Task instructions —
Only the lines below, from the one with "Each returned point MUST lie on the matching gnarled" through the one with "Each returned point MUST lie on the matching tree", are to be written out, exactly.

Extracted material —
= Beginning of Section =
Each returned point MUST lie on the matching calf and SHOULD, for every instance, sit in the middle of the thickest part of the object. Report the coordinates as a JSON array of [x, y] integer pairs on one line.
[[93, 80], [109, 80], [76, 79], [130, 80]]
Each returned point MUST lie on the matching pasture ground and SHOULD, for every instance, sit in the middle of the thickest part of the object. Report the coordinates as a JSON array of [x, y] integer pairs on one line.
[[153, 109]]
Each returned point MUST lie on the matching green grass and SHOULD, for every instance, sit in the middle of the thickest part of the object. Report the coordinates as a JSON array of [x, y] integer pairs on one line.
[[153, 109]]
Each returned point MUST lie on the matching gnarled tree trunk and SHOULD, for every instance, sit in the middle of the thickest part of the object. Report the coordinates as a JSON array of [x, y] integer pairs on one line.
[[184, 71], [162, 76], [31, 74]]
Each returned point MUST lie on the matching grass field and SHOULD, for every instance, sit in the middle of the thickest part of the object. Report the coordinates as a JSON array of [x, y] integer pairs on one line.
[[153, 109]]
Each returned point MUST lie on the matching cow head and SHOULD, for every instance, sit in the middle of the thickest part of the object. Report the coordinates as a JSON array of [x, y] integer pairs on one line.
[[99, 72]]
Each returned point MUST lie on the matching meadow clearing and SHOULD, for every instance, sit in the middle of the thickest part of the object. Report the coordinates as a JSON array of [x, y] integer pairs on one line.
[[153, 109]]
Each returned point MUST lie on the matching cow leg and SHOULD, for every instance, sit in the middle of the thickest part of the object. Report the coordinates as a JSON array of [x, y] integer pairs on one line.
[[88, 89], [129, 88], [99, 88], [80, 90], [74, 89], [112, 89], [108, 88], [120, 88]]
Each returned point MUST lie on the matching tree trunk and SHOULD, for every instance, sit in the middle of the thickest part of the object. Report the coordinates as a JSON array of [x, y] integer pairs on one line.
= End of Section =
= Beginning of Section =
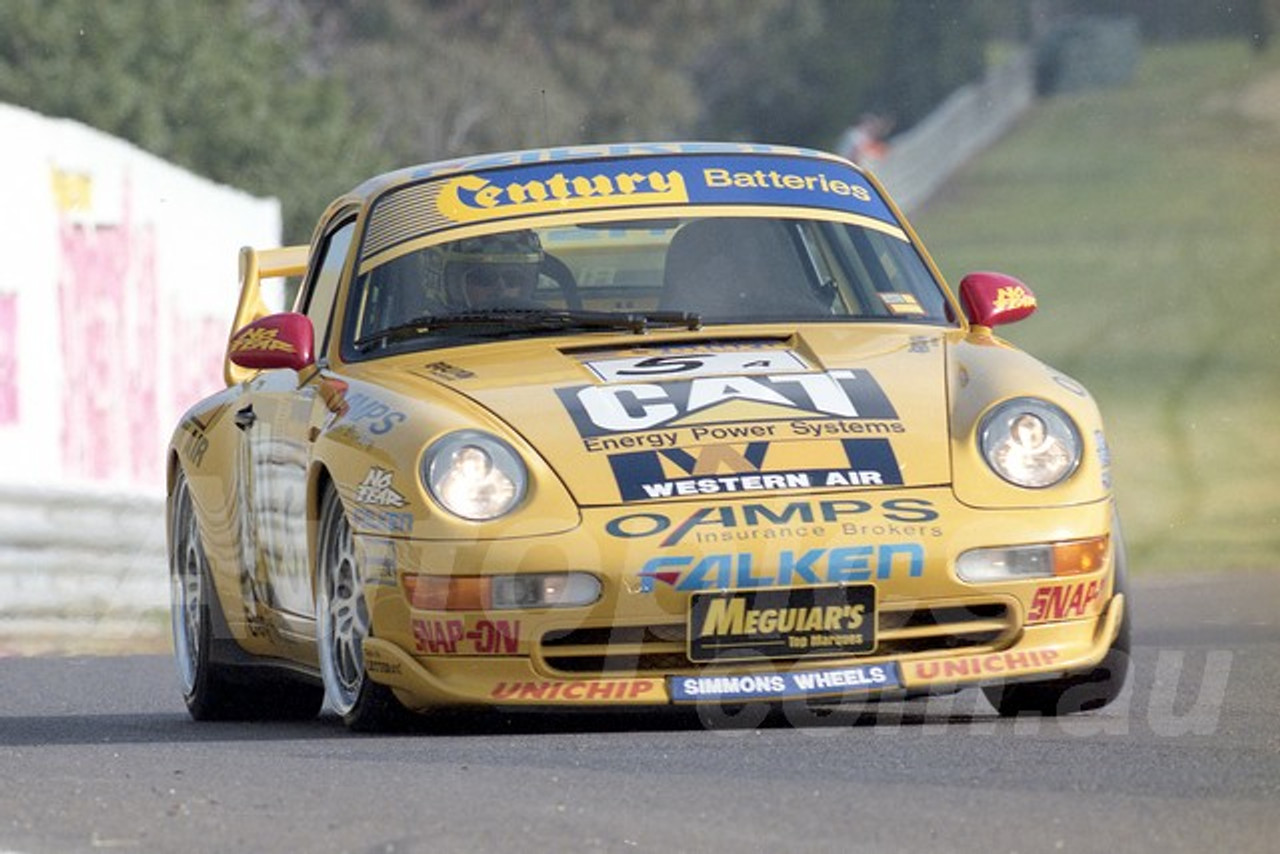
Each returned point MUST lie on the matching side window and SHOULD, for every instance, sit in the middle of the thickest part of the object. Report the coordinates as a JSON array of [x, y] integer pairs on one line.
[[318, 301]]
= End of Section =
Exercise response —
Each returned point MUST lie on the matching gnarled tree trunk and SHOULD, for every instance, sit in the middle of the thickest part of the object. Report the coordinates as a JSON array of [x, y] integer pairs on one line.
[[184, 71], [162, 76], [31, 74]]
Each returned point MUST lie on the matching grass field and SHOULD, for every instance, sit in the middle of the thickest part of the object. Report the coordinates as a JSON array of [x, y] integer pairs on one line.
[[153, 109]]
Each returned point MUST lie on the matching cow head and SHOULD, for every instance, sit in the middle of the thickest part of the object. Report the coordinates as a JSON array of [x, y] integer pairs on one line.
[[99, 72]]
Each returned point MUST lie on the matching meadow clearing and SHOULD, for every instance, sit in the middle of the thickest part of the object. Report the coordinates as a JSON array of [x, y] integer pairs on one line.
[[153, 109]]
Each returned point MUST lie on the matching cow leg and SHOULD, for every instance, sit in the middle of the thickest part of the object. Report the coordinates as a JSON array of [x, y] integer pairs on one line.
[[88, 89], [129, 88], [99, 88], [80, 90], [74, 89], [112, 89], [108, 88], [120, 88]]
Each returned point MUST lie on the matching tree trunk and SHOULD, for every instance, sit in the middle of the thickest part of the object. Report the coordinates as a JSON array of [x, y] integer pairs on one line.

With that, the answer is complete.